WHAT TO WORK ON:
Only the lines of the data holding the string "below" need to be returned.

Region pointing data
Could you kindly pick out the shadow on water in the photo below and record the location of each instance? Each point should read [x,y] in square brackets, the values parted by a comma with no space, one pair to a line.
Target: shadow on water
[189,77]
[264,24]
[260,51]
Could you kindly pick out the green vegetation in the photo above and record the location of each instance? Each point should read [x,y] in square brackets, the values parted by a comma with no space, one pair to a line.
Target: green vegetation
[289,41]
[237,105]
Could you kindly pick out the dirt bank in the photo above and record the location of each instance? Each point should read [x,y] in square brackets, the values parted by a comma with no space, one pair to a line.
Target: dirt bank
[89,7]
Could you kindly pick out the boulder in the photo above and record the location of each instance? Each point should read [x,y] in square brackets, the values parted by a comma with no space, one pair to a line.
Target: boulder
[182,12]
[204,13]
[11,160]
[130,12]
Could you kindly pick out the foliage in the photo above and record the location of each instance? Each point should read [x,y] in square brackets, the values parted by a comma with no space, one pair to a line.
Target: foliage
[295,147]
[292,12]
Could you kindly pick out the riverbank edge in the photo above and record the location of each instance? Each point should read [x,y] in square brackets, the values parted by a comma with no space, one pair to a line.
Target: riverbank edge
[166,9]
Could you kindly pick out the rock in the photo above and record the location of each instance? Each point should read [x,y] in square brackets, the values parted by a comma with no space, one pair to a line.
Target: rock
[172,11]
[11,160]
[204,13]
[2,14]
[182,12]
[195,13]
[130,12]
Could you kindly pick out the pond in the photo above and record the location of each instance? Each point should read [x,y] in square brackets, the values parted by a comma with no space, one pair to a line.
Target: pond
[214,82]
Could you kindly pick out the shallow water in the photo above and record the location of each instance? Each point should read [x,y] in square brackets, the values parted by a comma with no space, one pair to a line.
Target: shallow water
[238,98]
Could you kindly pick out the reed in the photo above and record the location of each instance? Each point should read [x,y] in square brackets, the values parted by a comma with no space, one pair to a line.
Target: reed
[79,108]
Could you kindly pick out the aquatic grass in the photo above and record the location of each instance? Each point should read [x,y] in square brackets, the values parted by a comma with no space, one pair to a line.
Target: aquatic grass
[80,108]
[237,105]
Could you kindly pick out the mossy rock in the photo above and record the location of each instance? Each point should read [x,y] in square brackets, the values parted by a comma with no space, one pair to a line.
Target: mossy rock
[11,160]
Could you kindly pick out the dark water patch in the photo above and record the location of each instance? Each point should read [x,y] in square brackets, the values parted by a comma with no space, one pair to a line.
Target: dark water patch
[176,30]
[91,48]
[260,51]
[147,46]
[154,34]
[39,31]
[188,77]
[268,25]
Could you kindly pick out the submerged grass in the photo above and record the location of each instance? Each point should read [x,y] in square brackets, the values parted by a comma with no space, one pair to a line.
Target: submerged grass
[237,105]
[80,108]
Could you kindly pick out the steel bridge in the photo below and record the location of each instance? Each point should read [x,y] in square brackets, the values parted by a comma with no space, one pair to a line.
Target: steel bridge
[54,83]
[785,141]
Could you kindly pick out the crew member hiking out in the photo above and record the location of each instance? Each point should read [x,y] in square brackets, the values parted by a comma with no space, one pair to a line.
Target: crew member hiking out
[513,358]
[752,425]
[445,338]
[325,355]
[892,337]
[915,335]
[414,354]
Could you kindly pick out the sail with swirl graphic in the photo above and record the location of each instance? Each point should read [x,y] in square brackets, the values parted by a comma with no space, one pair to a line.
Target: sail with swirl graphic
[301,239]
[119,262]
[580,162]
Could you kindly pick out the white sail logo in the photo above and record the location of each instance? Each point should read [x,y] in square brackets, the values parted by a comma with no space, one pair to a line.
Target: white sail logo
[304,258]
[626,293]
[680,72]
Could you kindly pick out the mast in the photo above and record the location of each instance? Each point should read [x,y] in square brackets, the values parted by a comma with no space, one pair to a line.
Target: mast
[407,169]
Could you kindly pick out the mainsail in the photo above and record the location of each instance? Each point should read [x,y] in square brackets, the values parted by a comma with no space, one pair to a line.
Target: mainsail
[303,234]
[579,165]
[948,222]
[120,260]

TASK ANSWER:
Could you kindly pick out the shadow on water in the photo below and record the location of each instance? Each point should read [x,y] in square brackets, the values parted by a comma with no space, one pair to a line.
Could you kindly pick out the steel bridge in the photo below and record the location of each instance? Each point should read [x,y] in square brackets, the values parted by a comma with no space, one pair to a line.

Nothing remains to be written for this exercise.